**TASK TO CARRY OUT:** Reproduce every line of the data below verbatim, changing no character.

Records:
--
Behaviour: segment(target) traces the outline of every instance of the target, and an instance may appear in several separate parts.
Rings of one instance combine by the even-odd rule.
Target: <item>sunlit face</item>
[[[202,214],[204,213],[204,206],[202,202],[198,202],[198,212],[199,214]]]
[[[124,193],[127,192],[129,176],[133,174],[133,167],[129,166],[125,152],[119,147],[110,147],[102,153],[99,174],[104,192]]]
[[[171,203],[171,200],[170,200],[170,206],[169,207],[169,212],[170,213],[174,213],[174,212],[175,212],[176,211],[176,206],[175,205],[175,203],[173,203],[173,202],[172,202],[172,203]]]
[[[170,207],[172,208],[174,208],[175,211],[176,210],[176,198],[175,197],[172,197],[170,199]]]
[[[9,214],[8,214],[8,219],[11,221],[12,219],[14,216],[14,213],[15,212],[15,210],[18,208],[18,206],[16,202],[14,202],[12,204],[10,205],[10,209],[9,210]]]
--
**REPLY TO THE EXERCISE:**
Behaviour: segment(target) traces the outline of every instance of the target, and an instance may appear in several separate parts.
Rings of one instance combine by the even-odd rule.
Target: <item>sunlit face</item>
[[[202,214],[204,213],[204,206],[202,202],[198,202],[198,212],[199,214]]]
[[[124,193],[127,192],[129,176],[133,174],[133,167],[129,166],[125,152],[119,147],[110,147],[102,153],[99,174],[104,192]]]
[[[171,203],[171,200],[170,200],[170,206],[169,207],[169,212],[170,213],[174,213],[174,212],[175,212],[176,211],[176,206],[175,205],[175,203],[173,203],[173,202],[172,202],[172,203]]]
[[[170,207],[172,208],[174,208],[175,211],[176,210],[176,198],[175,197],[172,197],[170,199]]]
[[[9,214],[8,214],[8,219],[11,221],[12,219],[14,216],[14,213],[15,212],[15,210],[18,208],[18,206],[16,202],[14,202],[12,204],[10,205],[10,209],[9,210]]]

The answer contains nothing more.